* **Work instructions**
Copy the article on Newt Gingrich and Paul Ryan's budget plan word for word.

--- Page text ---

Rep. Paul Ryan (R-WI), ranking member of the Budget Committee and incoming chairman if Republicans capture the House in November, has a budget plan called “America’s Roadmap,” which slashes Medicare and Social Security in an ostensible effort to end the budget deficit. While right-wing pundits have been quick to applaud the plan, elected Republicans and those hoping to be elected are much more hesitant to endorse deep cuts to popular social programs. Many have shied away from endorsing the plan.
One such politician was former Speaker of the House Newt Gingrich (R), who dubbed Rep. Ryan “extraordinarily formidable” but had not explicitly endorsed his plan. But yesterday at an event in Iowa that was widely seen as laying the groundwork for a 2012 presidential run, Gingrich explicitly endorsed Ryan’s plans for Social Security, while voicing disapproval for the taxes contained in the roadmap:
Taking questions after his talk, Gingrich told The Tribune that Wisconsin U.S. Rep. Paul Ryan is “one of the smartest conservative thinkers in Congress,” but that he opposes a value-added tax proposed by Ryan as part of a plan to end the U.S. deficit.
Gingrich also said he believes that Ryan’s plan to partly privatize Social Security would “triple the earnings” of future retirees.
Gingrich may “believe” that Social Security privatization would triple retirees’ benefits, but it is not a belief based in fact. The Center for Economic and Policy Research studied President George W. Bush’s proposal to privatize Social Security — a plan that the Ryan roadmap closely resembles — and found that a 15-year-old entering the system would see a benefit cut of 45 percent by the time they were of retirement age, which would mean a loss of about $200,000 in retirement benefits. Private accounts would only replace about $9,000 of the lost benefits, according to CEPR — and that’s assuming the individual doesn’t retire in an economic slump.
As a Center for American Progress Action Fund analysis found, under a Bush-style privatization plan, an October 2008 retiree would have lost $26,000 in that year’s market turmoil. Gingrich’s support for privatization is notable because it belies the claim made by many conservative pundits that no Republican wants to privatize Social Security.
Also, Gingrich’s specific disapproval of the value-added tax plan undermines his stated goal to balance the budget — something the Ryan plan already fails to do. The Center for Budget and Policy Priorities says that the Ryan budget would not balance the budget nor seriously reduce the national debt, and that’s taking into account the revenues raised by value-added taxes. Gingrich’s specific disapproval of those taxes would move the Ryan “roadmap” even further away from accomplishing that goal.

--- Listed records ---

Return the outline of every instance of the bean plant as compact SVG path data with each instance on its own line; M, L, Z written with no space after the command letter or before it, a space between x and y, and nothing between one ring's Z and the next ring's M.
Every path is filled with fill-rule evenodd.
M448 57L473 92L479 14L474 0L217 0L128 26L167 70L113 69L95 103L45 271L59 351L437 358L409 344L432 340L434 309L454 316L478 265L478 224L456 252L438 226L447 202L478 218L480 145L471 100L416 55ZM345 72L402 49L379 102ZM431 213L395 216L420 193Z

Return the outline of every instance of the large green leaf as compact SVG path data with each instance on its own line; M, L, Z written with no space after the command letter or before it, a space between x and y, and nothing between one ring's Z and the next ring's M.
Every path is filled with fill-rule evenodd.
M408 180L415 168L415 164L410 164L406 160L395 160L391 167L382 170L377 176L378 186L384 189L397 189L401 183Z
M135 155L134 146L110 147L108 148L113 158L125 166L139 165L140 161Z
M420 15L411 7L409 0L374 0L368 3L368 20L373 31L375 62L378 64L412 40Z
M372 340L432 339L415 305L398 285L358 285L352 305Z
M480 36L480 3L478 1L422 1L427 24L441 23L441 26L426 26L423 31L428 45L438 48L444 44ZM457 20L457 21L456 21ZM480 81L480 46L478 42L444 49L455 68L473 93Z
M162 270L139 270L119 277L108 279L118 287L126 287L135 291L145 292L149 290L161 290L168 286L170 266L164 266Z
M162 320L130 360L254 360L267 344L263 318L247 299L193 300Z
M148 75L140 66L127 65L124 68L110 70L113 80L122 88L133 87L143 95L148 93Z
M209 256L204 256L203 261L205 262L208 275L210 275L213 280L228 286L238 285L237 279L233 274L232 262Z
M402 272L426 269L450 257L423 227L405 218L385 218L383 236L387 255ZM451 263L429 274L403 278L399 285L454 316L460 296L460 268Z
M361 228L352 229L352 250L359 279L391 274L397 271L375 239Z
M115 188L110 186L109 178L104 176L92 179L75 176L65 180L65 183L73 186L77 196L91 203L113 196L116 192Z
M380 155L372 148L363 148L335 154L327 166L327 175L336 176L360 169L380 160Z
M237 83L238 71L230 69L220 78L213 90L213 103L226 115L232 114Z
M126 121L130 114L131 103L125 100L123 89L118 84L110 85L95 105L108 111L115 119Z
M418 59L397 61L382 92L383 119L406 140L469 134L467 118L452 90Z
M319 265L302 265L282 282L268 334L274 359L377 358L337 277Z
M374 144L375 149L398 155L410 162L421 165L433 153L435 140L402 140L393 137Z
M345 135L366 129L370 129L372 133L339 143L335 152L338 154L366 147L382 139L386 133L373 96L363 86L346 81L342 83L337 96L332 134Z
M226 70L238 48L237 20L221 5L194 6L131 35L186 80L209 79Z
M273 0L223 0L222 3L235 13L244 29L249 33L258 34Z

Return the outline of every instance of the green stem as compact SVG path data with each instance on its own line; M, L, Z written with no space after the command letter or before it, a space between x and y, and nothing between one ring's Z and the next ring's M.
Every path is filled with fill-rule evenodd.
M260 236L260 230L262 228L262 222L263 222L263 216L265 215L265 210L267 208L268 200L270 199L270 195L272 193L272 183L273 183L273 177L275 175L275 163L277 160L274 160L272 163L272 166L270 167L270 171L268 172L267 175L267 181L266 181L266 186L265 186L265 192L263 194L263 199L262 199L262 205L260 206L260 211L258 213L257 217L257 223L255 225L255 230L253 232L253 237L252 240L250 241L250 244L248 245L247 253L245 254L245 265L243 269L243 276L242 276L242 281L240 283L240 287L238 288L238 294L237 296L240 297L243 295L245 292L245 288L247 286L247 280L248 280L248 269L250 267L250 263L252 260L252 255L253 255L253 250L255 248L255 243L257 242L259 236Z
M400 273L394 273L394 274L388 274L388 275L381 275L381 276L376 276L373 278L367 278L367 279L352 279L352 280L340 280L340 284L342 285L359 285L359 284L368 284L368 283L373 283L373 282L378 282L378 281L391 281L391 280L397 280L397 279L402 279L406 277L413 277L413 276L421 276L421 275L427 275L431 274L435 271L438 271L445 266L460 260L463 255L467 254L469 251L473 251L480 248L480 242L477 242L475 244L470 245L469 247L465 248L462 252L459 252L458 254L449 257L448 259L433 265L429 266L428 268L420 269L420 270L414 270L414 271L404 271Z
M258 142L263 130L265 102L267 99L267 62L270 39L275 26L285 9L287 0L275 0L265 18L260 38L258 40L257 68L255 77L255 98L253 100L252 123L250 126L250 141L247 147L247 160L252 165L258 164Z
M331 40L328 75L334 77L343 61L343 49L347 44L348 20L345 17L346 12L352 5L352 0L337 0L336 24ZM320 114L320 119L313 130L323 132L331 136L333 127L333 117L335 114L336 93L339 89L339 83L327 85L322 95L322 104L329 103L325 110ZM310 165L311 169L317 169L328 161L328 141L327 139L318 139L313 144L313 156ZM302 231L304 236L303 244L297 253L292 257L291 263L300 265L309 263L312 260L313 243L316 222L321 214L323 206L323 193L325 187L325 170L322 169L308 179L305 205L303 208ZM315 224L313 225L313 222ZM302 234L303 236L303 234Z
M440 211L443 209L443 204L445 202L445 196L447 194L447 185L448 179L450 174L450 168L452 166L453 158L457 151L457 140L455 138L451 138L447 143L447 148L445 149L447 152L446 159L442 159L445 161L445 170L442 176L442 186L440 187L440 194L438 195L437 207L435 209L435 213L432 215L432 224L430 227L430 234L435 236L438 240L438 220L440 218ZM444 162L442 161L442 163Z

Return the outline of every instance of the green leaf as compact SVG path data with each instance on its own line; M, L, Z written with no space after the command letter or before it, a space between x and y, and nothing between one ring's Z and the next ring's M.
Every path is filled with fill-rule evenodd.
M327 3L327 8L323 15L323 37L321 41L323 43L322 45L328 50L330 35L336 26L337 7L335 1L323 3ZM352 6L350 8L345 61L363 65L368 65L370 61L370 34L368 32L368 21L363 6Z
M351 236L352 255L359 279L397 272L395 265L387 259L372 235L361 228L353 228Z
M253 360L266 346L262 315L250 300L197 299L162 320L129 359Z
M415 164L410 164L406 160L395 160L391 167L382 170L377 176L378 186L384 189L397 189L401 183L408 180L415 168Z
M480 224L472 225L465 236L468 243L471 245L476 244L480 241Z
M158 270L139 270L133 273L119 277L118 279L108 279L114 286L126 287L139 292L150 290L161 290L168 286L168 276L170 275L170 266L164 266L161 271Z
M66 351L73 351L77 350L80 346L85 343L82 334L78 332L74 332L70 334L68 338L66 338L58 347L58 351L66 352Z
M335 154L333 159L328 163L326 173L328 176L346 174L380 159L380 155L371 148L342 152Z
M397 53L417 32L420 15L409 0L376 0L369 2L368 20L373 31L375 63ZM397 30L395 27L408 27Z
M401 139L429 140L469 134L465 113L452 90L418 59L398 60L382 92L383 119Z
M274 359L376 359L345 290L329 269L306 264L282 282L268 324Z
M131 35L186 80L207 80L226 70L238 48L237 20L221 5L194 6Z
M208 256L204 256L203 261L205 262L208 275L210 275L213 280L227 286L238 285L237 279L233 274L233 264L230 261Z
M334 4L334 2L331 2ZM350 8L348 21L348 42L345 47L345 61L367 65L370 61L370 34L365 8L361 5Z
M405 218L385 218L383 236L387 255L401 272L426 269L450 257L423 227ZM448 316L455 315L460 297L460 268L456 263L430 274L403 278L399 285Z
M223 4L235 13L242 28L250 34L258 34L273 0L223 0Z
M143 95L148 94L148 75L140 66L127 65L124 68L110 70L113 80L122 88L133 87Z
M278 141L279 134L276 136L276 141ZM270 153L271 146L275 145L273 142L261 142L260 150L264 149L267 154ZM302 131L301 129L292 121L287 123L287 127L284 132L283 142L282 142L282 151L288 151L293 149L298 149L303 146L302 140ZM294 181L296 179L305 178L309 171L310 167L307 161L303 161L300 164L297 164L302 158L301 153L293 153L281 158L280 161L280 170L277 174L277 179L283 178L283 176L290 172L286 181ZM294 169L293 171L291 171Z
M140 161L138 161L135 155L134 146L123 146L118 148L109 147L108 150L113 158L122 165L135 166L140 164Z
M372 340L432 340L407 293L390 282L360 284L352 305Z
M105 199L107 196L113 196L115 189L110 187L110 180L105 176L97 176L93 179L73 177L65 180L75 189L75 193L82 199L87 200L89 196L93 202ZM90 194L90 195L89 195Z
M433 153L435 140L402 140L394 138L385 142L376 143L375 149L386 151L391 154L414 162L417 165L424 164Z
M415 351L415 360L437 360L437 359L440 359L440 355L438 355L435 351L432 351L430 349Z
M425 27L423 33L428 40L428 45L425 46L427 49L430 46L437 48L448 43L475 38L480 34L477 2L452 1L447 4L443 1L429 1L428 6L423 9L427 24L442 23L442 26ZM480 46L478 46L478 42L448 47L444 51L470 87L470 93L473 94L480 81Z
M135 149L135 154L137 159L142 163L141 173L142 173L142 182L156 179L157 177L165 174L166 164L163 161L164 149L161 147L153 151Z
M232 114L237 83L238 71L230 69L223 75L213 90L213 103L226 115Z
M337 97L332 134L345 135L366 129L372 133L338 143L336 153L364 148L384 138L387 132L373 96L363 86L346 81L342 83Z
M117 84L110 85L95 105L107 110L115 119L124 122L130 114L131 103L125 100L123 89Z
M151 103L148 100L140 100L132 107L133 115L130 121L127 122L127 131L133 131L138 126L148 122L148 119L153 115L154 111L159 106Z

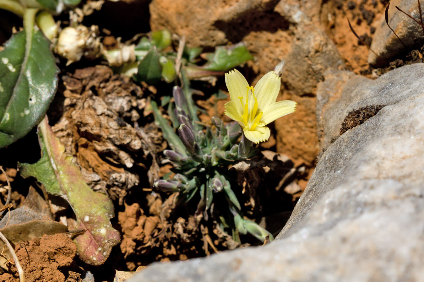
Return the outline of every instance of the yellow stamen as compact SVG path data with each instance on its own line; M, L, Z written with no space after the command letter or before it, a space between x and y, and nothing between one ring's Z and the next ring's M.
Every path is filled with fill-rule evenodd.
M246 104L244 105L244 112L243 112L243 123L244 126L247 126L247 118L248 114L249 112L249 105L246 102Z
M255 117L256 115L256 112L258 110L258 99L256 99L255 96L255 88L253 88L253 87L251 86L252 88L252 95L253 96L254 99L255 99L255 104L253 105L253 110L252 111L252 118Z
M258 116L255 118L254 120L253 120L253 125L252 125L252 127L250 128L250 130L253 131L255 130L255 129L256 128L257 126L258 125L259 121L261 120L261 118L262 117L262 115L263 115L263 113L264 112L262 111L259 112L259 114L258 115Z

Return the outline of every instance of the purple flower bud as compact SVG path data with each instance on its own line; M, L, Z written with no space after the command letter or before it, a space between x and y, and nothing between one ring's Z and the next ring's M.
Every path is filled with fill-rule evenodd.
M241 134L241 129L238 123L232 122L227 125L227 134L232 142L235 141Z
M230 153L232 154L236 154L238 151L238 144L235 144L233 145L233 146L231 147L231 149L230 149Z
M212 123L218 129L220 128L223 126L222 120L220 118L216 117L212 117Z
M203 162L205 164L210 164L212 160L212 157L209 154L204 154L203 155Z
M178 134L187 151L191 155L193 159L196 162L201 162L203 160L203 152L196 142L194 134L191 129L188 126L183 123L178 129Z
M246 138L244 134L242 134L238 149L239 157L240 159L247 159L250 156L250 151L252 149L253 144L252 141Z
M187 178L181 173L177 173L174 176L173 179L183 184L187 184L189 182Z
M156 180L153 183L153 186L164 192L178 192L184 188L184 186L179 181L164 179Z
M228 131L227 130L227 128L225 126L222 126L221 127L220 130L219 131L219 133L222 136L225 136L227 135Z
M193 126L192 125L190 120L188 119L188 118L187 116L182 115L178 115L177 116L177 118L178 119L178 122L180 123L180 124L185 124L188 126L192 131L193 130Z
M172 88L172 96L175 101L175 104L180 108L187 104L187 101L184 96L184 92L179 86L174 86Z
M222 191L224 189L224 186L219 178L214 177L211 179L211 187L215 193L218 193Z
M181 162L187 160L187 157L172 150L164 150L163 154L171 162Z

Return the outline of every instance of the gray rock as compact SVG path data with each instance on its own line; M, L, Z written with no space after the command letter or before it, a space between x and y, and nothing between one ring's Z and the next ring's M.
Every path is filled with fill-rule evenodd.
M421 1L424 11L424 1ZM424 43L423 28L407 16L396 8L397 6L414 19L420 21L418 4L416 0L392 0L388 11L389 25L408 47L422 45ZM376 29L371 49L377 54L370 52L368 63L374 66L382 66L405 49L405 47L393 34L387 25L384 15Z
M348 105L379 96L391 102L328 147L279 240L206 258L154 263L129 281L422 279L424 91L422 83L414 84L422 79L423 66L391 72L397 80L389 73L352 90L371 97L354 96Z
M423 1L424 2L424 1ZM330 71L317 93L317 122L320 147L325 150L339 136L351 111L375 104L391 105L420 94L424 64L405 66L373 80L353 72Z

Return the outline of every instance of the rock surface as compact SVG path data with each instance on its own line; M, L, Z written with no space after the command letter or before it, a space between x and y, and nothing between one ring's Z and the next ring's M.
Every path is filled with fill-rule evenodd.
M155 263L129 281L419 280L423 70L419 64L388 73L357 85L362 96L338 104L340 112L374 100L388 105L328 147L278 240L209 258ZM398 79L402 73L405 77ZM340 101L351 93L339 92Z
M392 105L422 88L424 64L395 69L373 80L347 71L329 71L317 93L318 139L321 150L339 136L342 123L351 111L377 104Z
M421 9L424 11L424 2L421 1ZM381 66L407 47L421 46L424 43L423 28L413 19L398 11L397 6L402 11L420 21L418 4L415 0L392 0L388 11L389 25L400 38L387 26L385 17L380 19L371 44L371 49L378 55L370 52L368 62L371 65ZM421 44L421 45L420 45Z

---

* **Exercise answer**
Rep. Paul Ryan (R-WI), ranking member of the Budget Committee and incoming chairman if Republicans capture the House in November, has a budget plan called “America’s Roadmap,” which slashes Medicare and Social Security in an ostensible effort to end the budget deficit. While right-wing pundits have been quick to applaud the plan, elected Republicans and those hoping to be elected are much more hesitant to endorse deep cuts to popular social programs. Many have shied away from endorsing the plan.
One such politician was former Speaker of the House Newt Gingrich (R), who dubbed Rep. Ryan “extraordinarily formidable” but had not explicitly endorsed his plan. But yesterday at an event in Iowa that was widely seen as laying the groundwork for a 2012 presidential run, Gingrich explicitly endorsed Ryan’s plans for Social Security, while voicing disapproval for the taxes contained in the roadmap:
Taking questions after his talk, Gingrich told The Tribune that Wisconsin U.S. Rep. Paul Ryan is “one of the smartest conservative thinkers in Congress,” but that he opposes a value-added tax proposed by Ryan as part of a plan to end the U.S. deficit.
Gingrich also said he believes that Ryan’s plan to partly privatize Social Security would “triple the earnings” of future retirees.
Gingrich may “believe” that Social Security privatization would triple retirees’ benefits, but it is not a belief based in fact. The Center for Economic and Policy Research studied President George W. Bush’s proposal to privatize Social Security — a plan that the Ryan roadmap closely resembles — and found that a 15-year-old entering the system would see a benefit cut of 45 percent by the time they were of retirement age, which would mean a loss of about $200,000 in retirement benefits. Private accounts would only replace about $9,000 of the lost benefits, according to CEPR — and that’s assuming the individual doesn’t retire in an economic slump.
As a Center for American Progress Action Fund analysis found, under a Bush-style privatization plan, an October 2008 retiree would have lost $26,000 in that year’s market turmoil. Gingrich’s support for privatization is notable because it belies the claim made by many conservative pundits that no Republican wants to privatize Social Security.
Also, Gingrich’s specific disapproval of the value-added tax plan undermines his stated goal to balance the budget — something the Ryan plan already fails to do. The Center for Budget and Policy Priorities says that the Ryan budget would not balance the budget nor seriously reduce the national debt, and that’s taking into account the revenues raised by value-added taxes. Gingrich’s specific disapproval of those taxes would move the Ryan “roadmap” even further away from accomplishing that goal.